### [Set problem]
Copy out everything in the data below, from the line containing "Where can the white box" down to the line containing "x=1028, y=779", with both of those lines included. Keep the wording of every line the same, but shift each x and y coordinate in the answers up by 66.
━━━━━━━━━━━━━━━━
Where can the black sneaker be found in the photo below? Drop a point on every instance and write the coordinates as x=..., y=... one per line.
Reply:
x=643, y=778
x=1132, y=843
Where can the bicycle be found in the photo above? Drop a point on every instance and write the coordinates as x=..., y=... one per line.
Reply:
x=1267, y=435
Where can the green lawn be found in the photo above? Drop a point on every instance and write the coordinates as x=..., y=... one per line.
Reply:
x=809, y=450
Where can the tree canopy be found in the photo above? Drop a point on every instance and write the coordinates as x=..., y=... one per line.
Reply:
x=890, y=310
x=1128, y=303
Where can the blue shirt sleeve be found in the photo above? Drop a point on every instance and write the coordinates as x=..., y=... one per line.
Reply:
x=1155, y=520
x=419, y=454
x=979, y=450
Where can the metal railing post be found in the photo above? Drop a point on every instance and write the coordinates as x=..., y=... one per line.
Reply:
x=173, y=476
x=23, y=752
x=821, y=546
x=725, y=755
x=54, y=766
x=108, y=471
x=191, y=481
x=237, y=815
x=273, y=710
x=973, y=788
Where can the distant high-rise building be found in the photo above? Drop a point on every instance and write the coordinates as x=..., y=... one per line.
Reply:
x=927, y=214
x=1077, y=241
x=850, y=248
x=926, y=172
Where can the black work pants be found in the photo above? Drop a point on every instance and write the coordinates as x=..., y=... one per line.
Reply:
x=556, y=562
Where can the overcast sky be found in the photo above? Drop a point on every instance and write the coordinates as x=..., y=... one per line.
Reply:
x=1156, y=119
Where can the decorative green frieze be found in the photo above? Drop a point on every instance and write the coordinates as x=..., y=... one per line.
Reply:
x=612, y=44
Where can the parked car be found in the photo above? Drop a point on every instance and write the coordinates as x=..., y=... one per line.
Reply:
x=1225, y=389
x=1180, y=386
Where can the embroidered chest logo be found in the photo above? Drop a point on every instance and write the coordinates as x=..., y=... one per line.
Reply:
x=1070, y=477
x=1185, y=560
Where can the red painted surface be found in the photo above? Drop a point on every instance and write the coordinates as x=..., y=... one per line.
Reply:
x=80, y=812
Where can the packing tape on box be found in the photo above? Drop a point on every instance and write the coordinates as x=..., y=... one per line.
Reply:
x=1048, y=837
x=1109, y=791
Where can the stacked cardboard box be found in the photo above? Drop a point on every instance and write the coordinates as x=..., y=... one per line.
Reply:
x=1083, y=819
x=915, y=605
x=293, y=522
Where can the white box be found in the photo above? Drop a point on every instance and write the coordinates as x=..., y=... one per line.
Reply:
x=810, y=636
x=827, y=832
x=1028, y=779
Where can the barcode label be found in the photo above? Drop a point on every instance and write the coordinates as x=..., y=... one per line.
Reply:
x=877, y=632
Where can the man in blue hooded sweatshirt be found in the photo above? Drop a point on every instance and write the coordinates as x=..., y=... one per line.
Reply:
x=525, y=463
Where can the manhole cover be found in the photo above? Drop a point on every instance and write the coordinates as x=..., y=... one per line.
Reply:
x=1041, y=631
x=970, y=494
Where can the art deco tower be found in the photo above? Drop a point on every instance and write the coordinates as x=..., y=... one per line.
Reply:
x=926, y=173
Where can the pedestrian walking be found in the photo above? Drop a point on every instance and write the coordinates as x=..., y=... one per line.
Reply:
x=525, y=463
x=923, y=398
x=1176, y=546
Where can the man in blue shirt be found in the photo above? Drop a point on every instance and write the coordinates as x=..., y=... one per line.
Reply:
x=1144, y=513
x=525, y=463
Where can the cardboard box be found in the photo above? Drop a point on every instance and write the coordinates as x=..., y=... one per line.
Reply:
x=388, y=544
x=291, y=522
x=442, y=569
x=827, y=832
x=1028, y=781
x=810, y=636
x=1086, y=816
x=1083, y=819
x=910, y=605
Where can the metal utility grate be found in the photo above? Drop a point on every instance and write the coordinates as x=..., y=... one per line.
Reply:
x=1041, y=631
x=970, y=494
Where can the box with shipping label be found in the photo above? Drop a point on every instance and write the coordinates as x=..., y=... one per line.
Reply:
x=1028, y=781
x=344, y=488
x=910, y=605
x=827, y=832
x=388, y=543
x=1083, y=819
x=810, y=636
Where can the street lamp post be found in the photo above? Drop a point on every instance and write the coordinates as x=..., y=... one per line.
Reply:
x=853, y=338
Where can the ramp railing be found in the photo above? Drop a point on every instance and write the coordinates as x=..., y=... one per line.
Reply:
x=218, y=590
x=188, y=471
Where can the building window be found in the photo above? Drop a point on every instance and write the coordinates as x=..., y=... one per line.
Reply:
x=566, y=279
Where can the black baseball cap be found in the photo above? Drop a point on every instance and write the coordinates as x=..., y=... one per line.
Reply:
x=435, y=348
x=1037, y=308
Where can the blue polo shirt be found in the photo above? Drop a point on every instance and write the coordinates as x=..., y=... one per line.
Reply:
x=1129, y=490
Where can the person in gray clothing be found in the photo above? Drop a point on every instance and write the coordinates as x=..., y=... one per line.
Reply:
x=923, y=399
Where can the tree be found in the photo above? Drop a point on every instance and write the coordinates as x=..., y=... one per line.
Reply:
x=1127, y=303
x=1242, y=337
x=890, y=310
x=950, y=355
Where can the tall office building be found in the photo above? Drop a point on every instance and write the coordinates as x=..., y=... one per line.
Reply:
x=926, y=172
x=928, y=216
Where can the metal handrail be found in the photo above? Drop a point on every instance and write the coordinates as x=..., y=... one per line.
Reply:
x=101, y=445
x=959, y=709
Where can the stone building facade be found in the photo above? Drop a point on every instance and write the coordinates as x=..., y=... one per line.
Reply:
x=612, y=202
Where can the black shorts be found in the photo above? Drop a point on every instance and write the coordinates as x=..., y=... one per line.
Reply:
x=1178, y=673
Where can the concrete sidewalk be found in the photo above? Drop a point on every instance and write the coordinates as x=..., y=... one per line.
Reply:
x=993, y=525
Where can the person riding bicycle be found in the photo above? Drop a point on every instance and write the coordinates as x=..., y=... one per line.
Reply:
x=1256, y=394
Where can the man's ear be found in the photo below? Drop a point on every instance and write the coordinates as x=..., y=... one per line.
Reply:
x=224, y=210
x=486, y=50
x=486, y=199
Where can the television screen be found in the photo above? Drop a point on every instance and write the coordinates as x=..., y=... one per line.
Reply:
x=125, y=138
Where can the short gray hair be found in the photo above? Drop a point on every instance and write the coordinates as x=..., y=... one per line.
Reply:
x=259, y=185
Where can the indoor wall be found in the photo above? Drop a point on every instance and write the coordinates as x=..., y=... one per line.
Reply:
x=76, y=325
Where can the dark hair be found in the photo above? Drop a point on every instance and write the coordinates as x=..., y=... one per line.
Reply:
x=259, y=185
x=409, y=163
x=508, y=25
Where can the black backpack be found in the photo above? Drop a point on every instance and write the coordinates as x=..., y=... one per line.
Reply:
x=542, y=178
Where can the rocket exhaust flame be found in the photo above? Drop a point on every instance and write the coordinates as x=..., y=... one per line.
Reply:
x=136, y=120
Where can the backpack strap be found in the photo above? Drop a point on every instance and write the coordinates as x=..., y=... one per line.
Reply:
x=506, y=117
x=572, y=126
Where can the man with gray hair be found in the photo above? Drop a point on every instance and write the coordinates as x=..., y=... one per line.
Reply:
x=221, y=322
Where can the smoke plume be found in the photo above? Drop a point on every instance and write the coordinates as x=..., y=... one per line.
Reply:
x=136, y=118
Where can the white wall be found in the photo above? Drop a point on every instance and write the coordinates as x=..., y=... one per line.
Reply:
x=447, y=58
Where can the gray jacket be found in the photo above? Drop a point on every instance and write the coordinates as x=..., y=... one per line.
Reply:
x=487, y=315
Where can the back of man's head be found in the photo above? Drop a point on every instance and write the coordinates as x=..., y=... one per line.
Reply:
━━━━━━━━━━━━━━━━
### [Exercise output]
Where can the white box be found in the photo above? Drop a point on every instance and write the coordinates as x=..., y=... one per line.
Reply:
x=876, y=702
x=893, y=898
x=1094, y=845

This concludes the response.